State how many lines of the entries hold the string "orange", and output nothing but that count.

================

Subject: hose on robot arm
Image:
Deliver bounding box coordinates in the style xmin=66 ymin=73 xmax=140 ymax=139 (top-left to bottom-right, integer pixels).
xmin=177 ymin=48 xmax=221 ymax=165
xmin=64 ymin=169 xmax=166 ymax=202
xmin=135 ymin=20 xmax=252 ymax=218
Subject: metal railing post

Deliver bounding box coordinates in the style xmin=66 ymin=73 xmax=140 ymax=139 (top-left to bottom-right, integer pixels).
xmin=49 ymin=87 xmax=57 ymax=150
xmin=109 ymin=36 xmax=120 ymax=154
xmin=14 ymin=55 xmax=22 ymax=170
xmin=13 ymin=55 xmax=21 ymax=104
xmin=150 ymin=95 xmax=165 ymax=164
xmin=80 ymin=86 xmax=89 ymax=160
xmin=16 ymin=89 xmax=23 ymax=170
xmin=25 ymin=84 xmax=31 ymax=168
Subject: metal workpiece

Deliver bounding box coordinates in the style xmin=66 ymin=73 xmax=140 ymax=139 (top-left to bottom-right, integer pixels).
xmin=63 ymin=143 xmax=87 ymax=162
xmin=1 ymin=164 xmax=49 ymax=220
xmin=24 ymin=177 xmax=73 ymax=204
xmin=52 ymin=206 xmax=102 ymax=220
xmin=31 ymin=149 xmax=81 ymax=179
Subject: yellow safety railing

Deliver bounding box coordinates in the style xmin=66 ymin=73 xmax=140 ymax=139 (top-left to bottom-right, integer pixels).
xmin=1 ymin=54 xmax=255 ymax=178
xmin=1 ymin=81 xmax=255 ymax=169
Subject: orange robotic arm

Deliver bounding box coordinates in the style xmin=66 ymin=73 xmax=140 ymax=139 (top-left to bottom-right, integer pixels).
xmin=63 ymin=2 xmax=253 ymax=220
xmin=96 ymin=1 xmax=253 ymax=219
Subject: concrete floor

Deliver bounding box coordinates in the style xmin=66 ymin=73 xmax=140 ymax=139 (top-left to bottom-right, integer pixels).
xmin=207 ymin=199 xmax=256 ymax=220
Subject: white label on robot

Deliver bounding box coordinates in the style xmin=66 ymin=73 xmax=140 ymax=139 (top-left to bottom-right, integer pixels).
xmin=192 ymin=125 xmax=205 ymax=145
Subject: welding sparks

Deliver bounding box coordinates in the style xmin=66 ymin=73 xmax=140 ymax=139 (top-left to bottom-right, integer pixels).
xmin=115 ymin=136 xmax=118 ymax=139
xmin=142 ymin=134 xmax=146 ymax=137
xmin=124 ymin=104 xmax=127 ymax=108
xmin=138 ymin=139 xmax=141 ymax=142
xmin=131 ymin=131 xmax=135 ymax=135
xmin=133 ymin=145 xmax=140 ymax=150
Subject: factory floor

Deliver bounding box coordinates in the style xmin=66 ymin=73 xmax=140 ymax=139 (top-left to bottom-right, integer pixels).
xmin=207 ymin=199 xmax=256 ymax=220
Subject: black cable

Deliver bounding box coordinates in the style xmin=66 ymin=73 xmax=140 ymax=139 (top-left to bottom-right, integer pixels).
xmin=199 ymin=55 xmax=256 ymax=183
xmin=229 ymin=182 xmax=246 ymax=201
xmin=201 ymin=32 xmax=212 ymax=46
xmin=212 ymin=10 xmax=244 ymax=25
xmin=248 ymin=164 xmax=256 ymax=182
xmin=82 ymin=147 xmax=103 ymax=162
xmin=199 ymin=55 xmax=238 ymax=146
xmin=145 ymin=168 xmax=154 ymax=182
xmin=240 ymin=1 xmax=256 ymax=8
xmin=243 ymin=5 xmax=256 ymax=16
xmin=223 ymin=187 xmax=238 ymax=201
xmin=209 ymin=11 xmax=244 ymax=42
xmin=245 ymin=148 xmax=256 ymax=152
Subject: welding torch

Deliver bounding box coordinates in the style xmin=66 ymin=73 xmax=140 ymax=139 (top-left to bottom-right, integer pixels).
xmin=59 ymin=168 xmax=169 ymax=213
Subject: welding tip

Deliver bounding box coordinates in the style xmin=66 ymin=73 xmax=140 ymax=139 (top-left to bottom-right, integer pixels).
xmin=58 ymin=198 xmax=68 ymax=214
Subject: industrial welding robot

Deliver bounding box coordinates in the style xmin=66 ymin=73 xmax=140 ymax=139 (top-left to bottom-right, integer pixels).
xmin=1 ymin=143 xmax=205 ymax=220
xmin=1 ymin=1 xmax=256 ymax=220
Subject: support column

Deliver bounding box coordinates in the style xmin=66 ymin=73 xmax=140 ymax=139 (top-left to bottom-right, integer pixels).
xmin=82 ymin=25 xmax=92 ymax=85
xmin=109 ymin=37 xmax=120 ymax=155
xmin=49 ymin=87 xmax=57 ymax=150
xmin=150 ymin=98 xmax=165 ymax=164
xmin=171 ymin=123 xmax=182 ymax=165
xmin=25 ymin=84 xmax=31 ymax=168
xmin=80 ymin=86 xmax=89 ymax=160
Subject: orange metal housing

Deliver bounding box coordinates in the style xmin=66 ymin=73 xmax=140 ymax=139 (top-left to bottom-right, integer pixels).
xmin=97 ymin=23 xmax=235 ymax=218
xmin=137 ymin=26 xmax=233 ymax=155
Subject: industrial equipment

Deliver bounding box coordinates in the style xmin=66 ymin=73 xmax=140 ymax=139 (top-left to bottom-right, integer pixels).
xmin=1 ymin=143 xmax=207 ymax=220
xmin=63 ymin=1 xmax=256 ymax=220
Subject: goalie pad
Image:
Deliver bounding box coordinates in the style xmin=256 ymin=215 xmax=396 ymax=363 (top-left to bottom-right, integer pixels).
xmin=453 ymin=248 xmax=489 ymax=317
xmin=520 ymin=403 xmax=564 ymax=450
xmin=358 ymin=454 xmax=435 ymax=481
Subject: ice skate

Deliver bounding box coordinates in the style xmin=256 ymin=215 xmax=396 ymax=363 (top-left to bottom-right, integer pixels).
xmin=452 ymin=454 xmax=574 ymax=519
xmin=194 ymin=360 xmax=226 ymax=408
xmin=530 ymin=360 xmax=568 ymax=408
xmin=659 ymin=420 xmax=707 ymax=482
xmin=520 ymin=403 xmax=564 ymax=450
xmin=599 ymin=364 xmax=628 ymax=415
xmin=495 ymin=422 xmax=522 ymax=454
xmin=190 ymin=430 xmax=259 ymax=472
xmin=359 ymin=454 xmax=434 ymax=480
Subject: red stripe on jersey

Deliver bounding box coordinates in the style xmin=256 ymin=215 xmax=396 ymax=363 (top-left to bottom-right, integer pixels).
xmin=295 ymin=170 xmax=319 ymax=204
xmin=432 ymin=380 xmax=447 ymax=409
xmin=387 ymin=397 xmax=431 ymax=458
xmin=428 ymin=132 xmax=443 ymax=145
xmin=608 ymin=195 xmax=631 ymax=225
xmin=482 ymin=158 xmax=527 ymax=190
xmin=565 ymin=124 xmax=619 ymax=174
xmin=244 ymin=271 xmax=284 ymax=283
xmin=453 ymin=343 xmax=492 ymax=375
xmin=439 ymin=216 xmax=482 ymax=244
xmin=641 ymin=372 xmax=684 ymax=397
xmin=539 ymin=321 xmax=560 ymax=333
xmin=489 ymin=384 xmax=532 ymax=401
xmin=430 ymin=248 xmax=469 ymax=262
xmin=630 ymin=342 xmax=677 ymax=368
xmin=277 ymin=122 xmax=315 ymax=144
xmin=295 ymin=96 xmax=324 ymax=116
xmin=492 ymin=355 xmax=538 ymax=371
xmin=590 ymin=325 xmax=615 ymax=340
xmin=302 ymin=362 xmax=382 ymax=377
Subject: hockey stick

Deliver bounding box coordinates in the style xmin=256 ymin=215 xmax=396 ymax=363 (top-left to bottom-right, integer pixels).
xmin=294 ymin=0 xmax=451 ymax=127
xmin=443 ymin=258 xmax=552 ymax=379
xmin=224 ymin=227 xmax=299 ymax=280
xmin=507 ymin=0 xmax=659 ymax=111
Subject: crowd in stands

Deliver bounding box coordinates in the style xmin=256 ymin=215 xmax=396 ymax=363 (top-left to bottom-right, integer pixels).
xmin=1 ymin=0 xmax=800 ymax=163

================

■ **SOLUTION**:
2